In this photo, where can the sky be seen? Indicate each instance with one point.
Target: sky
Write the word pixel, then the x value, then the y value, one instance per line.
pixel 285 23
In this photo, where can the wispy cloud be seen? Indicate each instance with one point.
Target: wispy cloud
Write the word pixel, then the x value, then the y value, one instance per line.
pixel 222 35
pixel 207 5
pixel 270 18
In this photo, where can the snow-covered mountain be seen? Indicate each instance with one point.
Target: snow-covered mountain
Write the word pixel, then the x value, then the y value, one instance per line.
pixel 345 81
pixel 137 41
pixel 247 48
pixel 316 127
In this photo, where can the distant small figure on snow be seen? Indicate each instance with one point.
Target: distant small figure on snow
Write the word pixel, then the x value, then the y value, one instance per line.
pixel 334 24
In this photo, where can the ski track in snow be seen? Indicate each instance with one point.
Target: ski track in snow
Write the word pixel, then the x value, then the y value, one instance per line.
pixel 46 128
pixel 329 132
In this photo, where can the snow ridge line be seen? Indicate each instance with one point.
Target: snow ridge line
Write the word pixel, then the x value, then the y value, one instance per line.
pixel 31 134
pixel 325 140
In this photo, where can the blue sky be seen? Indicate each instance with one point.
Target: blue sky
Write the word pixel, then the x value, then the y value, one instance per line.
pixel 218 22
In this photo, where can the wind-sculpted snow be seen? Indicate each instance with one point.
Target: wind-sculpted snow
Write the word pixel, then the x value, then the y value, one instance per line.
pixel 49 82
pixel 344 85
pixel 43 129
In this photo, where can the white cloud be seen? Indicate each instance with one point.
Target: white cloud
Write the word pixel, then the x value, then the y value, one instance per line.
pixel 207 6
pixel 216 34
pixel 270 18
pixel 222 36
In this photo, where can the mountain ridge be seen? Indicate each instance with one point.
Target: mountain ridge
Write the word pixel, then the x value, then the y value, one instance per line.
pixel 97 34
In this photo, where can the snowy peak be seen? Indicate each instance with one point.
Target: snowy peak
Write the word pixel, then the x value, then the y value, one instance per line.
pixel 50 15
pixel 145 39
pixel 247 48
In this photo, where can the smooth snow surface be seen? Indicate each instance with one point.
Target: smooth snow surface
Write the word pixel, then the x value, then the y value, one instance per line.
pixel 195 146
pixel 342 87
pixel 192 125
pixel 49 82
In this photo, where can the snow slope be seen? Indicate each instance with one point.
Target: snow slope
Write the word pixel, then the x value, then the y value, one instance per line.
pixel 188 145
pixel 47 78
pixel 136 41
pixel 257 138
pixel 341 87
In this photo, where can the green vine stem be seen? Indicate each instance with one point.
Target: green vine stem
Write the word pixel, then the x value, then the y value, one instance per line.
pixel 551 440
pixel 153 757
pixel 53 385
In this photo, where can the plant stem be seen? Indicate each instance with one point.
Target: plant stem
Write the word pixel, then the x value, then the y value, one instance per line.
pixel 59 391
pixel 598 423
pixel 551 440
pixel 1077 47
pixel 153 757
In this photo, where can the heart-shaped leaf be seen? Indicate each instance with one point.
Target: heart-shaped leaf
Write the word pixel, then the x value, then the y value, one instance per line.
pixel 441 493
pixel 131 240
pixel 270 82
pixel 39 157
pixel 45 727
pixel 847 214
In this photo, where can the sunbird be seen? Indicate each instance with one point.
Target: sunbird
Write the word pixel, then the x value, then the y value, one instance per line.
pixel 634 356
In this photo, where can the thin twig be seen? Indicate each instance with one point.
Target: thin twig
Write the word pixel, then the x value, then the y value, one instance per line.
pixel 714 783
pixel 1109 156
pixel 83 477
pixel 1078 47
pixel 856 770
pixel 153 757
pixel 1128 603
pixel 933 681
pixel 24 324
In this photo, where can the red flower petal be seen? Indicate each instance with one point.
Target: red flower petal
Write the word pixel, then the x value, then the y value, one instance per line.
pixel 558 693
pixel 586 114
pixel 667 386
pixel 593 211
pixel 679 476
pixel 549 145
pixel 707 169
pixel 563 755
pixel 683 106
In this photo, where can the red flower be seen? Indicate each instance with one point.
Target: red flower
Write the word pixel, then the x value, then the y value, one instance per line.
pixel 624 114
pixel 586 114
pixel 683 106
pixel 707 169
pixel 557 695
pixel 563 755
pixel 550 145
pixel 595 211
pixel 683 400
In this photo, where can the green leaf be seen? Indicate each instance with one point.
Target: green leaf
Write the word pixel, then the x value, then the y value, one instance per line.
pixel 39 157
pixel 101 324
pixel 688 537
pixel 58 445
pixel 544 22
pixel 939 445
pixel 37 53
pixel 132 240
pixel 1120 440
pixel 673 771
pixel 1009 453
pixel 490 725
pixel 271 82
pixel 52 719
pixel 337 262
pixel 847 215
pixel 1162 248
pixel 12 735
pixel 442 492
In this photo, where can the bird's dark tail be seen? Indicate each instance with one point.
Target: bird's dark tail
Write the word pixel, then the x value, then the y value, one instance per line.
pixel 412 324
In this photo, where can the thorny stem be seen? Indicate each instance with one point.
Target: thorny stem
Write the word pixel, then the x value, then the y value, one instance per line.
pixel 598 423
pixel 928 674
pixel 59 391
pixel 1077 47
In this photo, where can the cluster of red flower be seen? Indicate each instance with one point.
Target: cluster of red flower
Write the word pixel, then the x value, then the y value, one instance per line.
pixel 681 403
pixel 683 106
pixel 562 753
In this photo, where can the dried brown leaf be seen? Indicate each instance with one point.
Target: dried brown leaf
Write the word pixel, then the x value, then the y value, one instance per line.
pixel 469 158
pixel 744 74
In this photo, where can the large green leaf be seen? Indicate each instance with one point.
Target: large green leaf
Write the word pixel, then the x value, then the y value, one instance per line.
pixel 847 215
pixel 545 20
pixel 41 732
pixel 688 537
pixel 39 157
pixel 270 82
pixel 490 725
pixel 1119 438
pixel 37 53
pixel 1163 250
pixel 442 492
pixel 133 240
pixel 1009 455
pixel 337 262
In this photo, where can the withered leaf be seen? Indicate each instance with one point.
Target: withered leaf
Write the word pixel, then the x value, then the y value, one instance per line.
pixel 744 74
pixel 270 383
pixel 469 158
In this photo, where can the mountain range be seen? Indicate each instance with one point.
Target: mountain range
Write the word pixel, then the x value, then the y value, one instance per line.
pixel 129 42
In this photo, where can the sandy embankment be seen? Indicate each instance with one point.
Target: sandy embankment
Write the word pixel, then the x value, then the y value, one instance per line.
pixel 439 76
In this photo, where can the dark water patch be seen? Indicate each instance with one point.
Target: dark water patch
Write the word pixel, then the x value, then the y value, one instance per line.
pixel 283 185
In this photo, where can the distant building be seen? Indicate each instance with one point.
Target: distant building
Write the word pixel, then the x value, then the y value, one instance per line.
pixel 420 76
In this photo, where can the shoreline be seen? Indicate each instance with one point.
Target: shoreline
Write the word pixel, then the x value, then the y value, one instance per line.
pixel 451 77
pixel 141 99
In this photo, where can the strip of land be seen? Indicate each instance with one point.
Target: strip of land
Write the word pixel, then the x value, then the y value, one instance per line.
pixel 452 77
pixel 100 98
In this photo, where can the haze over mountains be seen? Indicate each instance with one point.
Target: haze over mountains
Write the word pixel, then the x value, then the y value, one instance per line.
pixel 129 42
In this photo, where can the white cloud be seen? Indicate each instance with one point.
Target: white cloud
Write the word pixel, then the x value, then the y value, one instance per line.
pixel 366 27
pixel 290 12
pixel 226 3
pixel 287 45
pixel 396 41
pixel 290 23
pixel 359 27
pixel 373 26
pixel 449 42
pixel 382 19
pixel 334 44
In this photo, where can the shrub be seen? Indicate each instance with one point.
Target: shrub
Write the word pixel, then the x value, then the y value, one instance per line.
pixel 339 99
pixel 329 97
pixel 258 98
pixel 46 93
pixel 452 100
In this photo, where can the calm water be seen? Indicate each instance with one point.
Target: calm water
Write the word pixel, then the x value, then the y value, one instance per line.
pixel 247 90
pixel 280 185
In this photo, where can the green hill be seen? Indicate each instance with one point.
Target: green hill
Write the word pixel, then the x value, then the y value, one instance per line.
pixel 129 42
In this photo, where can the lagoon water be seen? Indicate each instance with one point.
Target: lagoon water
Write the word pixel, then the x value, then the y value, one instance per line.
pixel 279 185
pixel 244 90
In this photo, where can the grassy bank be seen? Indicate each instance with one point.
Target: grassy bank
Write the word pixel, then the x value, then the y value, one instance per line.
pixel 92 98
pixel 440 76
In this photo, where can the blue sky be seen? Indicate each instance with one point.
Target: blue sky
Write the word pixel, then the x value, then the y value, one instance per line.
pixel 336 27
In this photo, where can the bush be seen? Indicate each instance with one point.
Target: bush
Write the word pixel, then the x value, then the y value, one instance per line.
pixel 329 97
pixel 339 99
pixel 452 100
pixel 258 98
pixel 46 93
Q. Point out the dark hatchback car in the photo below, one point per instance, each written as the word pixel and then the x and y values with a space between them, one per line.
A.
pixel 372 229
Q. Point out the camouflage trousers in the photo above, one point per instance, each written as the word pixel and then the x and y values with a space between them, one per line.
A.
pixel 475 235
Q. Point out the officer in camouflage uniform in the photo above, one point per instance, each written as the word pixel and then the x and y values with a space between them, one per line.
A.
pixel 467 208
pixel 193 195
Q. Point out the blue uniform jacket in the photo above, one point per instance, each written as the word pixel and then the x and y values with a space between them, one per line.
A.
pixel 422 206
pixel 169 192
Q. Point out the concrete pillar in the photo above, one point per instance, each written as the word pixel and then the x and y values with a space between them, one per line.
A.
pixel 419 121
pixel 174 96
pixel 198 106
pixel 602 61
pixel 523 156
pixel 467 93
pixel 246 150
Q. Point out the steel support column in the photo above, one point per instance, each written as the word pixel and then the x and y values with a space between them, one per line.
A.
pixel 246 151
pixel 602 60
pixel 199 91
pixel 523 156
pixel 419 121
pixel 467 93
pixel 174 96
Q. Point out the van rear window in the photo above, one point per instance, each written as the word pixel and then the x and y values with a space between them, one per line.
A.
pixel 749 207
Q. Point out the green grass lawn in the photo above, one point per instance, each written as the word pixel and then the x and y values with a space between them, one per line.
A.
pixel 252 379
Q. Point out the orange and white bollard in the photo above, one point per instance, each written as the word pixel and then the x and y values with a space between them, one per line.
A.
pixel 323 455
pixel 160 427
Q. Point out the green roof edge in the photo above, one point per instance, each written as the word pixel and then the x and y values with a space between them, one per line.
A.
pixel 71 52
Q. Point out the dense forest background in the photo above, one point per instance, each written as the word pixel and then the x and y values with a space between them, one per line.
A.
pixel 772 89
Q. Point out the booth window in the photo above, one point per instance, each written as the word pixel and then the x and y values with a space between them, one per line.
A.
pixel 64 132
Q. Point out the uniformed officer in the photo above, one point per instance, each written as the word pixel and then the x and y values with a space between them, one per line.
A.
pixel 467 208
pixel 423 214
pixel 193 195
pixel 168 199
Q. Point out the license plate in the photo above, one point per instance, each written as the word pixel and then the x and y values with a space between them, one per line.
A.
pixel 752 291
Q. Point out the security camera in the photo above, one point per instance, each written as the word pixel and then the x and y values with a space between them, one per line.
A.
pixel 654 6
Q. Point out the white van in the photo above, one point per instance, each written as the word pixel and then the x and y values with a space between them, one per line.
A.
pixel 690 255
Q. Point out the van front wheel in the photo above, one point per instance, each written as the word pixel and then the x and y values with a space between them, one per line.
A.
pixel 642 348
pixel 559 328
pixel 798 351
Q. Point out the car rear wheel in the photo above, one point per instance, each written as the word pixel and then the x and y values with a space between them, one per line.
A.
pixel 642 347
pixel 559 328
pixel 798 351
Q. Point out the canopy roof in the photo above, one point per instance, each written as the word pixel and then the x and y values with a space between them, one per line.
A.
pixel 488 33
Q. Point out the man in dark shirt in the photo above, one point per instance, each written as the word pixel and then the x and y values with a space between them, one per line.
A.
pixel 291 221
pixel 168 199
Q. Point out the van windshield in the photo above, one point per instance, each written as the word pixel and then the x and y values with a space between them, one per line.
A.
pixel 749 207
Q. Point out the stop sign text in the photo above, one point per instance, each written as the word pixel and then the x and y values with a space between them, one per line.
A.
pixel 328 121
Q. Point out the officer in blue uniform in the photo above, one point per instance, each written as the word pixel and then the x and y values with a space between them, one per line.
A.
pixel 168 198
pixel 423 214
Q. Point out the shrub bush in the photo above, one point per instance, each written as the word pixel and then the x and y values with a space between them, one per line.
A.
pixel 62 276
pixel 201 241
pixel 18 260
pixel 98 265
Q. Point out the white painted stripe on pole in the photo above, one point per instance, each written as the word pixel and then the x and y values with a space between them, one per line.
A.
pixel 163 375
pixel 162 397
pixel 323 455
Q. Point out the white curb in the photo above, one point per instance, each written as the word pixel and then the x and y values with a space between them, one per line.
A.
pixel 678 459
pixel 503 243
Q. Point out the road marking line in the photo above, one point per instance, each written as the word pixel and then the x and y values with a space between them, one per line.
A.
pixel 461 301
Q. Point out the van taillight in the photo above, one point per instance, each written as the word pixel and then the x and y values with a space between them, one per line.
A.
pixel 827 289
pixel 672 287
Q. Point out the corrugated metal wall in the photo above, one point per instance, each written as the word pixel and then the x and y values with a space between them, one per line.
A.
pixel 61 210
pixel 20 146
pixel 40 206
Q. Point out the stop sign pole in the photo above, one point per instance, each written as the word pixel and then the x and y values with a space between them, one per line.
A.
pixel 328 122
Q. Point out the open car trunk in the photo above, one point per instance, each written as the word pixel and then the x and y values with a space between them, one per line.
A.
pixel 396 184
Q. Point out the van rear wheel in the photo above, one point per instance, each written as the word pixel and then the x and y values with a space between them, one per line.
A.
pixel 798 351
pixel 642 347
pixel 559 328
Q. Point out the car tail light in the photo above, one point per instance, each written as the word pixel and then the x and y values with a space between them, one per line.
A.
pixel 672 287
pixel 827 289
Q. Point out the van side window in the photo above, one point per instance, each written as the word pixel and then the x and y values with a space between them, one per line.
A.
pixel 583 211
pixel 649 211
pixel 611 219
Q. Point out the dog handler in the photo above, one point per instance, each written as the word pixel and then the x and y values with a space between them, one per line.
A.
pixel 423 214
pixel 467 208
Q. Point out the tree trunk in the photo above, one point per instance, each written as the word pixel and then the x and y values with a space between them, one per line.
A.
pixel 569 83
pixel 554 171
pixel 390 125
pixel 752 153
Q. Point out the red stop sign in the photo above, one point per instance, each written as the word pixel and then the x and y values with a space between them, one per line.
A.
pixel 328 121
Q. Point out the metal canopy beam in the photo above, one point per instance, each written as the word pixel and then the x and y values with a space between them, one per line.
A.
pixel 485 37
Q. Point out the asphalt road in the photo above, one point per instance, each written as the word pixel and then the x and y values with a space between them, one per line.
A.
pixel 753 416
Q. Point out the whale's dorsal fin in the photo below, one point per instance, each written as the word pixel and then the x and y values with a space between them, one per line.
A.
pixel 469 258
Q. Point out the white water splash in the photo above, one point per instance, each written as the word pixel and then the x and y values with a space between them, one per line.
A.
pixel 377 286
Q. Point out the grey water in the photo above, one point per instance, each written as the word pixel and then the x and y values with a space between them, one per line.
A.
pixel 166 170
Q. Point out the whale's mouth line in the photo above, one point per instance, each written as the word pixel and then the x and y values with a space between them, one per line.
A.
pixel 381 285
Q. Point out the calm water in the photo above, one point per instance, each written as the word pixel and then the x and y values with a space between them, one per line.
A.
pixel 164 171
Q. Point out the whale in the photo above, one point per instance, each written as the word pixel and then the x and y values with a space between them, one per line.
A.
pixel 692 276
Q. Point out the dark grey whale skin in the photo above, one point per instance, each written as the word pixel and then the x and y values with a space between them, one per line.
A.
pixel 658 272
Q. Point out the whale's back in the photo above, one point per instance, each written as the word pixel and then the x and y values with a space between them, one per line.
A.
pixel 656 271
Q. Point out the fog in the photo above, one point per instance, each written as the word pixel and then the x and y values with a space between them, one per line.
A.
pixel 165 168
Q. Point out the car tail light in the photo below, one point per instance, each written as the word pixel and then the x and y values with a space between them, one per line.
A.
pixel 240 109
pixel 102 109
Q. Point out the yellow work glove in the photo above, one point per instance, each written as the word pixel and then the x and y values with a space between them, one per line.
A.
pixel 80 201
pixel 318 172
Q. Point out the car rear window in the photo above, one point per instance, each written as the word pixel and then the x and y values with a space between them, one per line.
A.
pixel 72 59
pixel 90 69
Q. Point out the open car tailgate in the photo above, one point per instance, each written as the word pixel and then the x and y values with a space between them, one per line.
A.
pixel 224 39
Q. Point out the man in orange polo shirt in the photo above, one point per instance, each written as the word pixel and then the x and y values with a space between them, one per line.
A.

◇ ◇ ◇ ◇ ◇ ◇ ◇

**YOUR OBJECTIVE:**
Copy out everything from the line containing "Q. Point out the whale's back" down to the end of the material, both ends included, character for character.

**TASK RESPONSE:**
Q. Point out the whale's back in the photo above, one point per instance, each written as the word pixel and then the x and y values with a space between them, one per line.
A.
pixel 656 271
Q. Point out the fog in the photo above, one point per instance, each written as the word pixel and then the x and y values with a space between them, one per line.
A.
pixel 165 168
Q. Point out the car tail light in the photo below, one point per instance, each written as the word pixel and then the x and y values with a space between them, one per line.
A.
pixel 240 109
pixel 102 109
Q. Point out the yellow work glove in the photo above, one point per instance, each written as the word pixel and then the x and y values with a space between them, one per line.
A.
pixel 80 201
pixel 318 172
Q. Point out the car rear window in the photo above, one point per instance, each written as the word pixel and then the x and y values with a space between them, one per line.
A.
pixel 72 59
pixel 90 69
Q. Point out the open car tailgate in the photo above, one point per instance, each written as the word pixel and then the x and y values with a space between them, one per line.
A.
pixel 224 39
Q. Point out the man in orange polo shirt in the photo above, one point per instance, each written as the word pixel and then the x and y values with a space between them, one per line.
A.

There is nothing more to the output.